-- Text under study follows --

When the types of bonds formed in nominal growth vector elaboration are compared (Fig. 7), a small proportion are what can be viewed as synthetically straightforward (C(sp2)–N = 14%, C(sp3)–N = 11%, C(sp2)–O = 8%, C(sp3)–O = 1%, amide = 8% and sulfonamide = 2%) and the majority of the total bonds formed are carbon–carbon bonds (54%). Accordingly, robust methods such as the Suzuki–Miyaura coupling are an invaluable tool in the medicinal chemist's arsenal for synthesising C(sp2)–C(sp2) bonds, however this requires access to the appropriately functionalised precursor molecules. However, hetero-aryl boronates are often unstable and can be challenging to synthesise,41,42 furthermore, small polar heterocycles can prove problematic in transition-metal catalysed cross-couplings by acting as ‘poisons’ resulting in catalyst deactivation.43–46

Certain C–C bonds can be quite challenging to synthesise in the presence of polar functionality. In the analysis we found a low incidence of C(sp2)–C(sp3) and C(sp3)–C(sp)3 bonds formed (17.1% and 3.1%, respectively and totalling 37% of all C–C bonds formed) furthermore, only 5.7% of the total growing vectors (or 8% of the total carbon-based growing vectors) originate from aliphatic C–H atoms. When these facts are considered it could be reasoned that the disproportionate occurrence of bonds formed with sp3-character47 in relation to sp2-character could be attributed to synthetic challenges that their inclusion presents. A recent Perspective by Caplin and Foley48 further emphasises the challenges associated with sp3-rich fragments as well as highlighting recent advances in C(sp3)–H functionalisation which are beginning to have an impact in this area.

-- Text under study concluded --

> Try it
Reproduce, word for word, the portion of the passage on bond types in growth vector elaboration that begins with the words "Certain C–C bonds" and ends with "in this area.".

-- Provided information follows --

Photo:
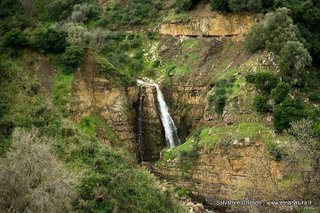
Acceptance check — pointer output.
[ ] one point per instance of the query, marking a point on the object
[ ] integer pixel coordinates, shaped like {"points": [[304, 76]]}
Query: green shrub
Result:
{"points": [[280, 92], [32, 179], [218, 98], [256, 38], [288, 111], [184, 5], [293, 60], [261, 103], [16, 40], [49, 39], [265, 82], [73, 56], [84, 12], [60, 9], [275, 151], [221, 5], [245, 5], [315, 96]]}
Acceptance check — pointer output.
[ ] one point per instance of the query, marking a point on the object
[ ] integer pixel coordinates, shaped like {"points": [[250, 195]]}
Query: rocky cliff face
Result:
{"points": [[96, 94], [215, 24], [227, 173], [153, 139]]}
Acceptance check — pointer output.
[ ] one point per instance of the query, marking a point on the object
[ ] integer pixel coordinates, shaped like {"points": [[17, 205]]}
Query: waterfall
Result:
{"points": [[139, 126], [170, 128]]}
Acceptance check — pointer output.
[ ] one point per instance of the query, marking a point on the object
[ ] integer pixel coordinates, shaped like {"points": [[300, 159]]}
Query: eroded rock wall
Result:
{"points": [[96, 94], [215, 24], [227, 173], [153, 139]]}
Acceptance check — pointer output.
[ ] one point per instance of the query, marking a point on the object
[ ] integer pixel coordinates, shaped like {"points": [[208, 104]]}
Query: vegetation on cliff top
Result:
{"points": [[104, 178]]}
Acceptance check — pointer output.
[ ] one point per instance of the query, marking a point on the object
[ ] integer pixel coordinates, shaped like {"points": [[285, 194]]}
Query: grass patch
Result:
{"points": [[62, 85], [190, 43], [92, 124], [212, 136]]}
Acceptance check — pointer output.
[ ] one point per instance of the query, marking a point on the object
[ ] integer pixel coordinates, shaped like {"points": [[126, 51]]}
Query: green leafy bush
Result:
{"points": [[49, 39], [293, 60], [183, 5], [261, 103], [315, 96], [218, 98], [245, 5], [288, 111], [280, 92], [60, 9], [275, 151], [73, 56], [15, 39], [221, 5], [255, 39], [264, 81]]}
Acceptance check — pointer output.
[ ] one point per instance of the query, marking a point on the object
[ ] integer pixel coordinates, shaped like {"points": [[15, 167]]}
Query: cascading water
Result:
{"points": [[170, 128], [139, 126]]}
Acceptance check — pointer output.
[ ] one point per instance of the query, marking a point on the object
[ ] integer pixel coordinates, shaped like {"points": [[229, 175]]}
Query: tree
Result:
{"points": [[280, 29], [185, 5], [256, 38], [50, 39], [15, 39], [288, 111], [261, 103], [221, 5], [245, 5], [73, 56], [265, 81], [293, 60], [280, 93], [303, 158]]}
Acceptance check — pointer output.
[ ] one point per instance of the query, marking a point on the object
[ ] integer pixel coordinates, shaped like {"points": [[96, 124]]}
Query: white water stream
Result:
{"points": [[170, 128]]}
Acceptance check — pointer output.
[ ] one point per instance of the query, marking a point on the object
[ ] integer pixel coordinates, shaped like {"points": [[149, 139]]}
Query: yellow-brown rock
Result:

-- Provided information concluded --
-- Provided information follows --

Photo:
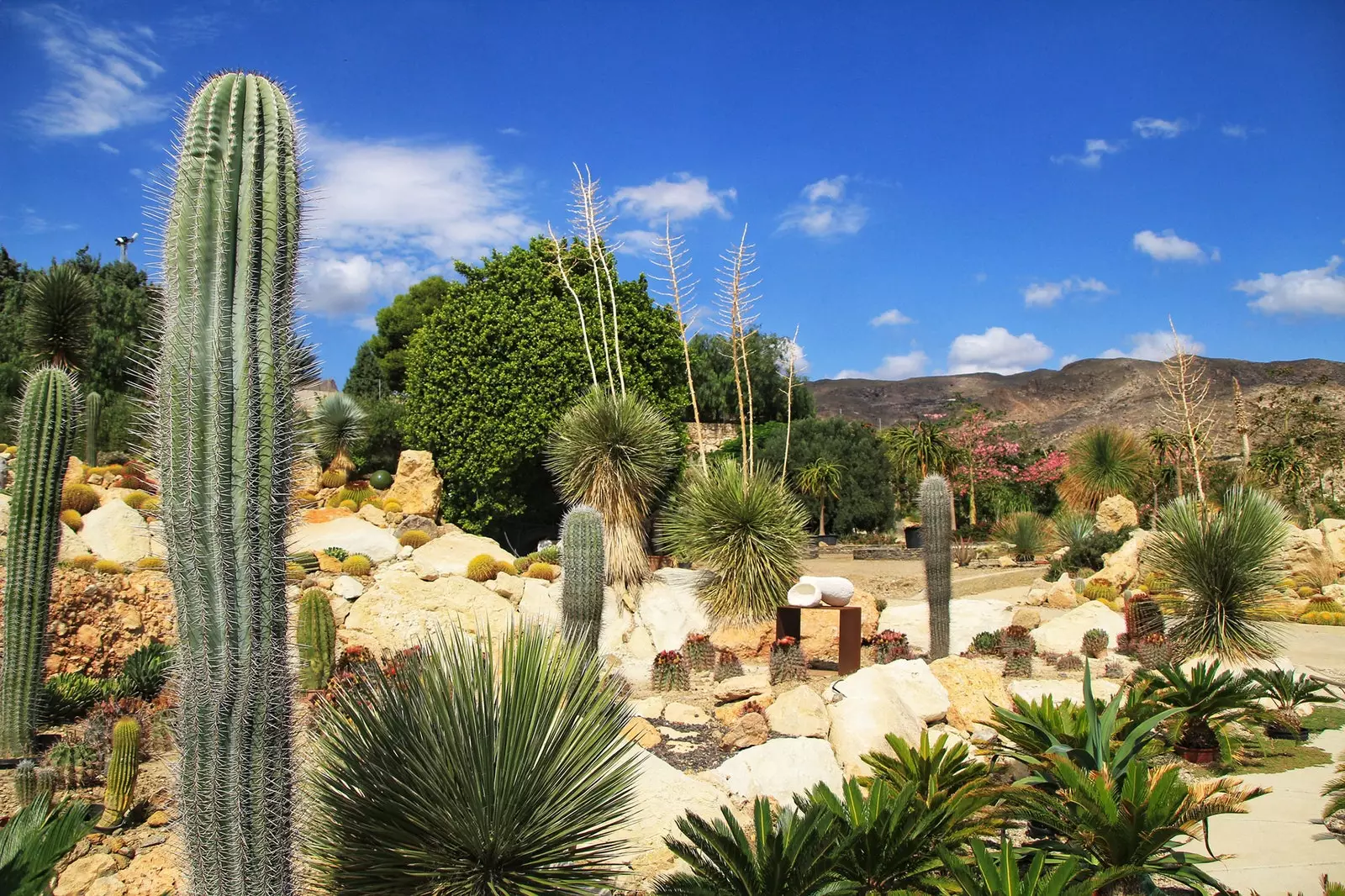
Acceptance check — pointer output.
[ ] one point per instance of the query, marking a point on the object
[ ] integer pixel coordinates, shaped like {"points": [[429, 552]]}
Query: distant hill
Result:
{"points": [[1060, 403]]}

-- Provided information concluded --

> Answer box
Certain C–C bonds can be quite challenging to synthesise in the presence of polar functionality. In the analysis we found a low incidence of C(sp2)–C(sp3) and C(sp3)–C(sp)3 bonds formed (17.1% and 3.1%, respectively and totalling 37% of all C–C bonds formed) furthermore, only 5.7% of the total growing vectors (or 8% of the total carbon-based growing vectors) originate from aliphatic C–H atoms. When these facts are considered it could be reasoned that the disproportionate occurrence of bonds formed with sp3-character47 in relation to sp2-character could be attributed to synthetic challenges that their inclusion presents. A recent Perspective by Caplin and Foley48 further emphasises the challenges associated with sp3-rich fragments as well as highlighting recent advances in C(sp3)–H functionalisation which are beginning to have an impact in this area.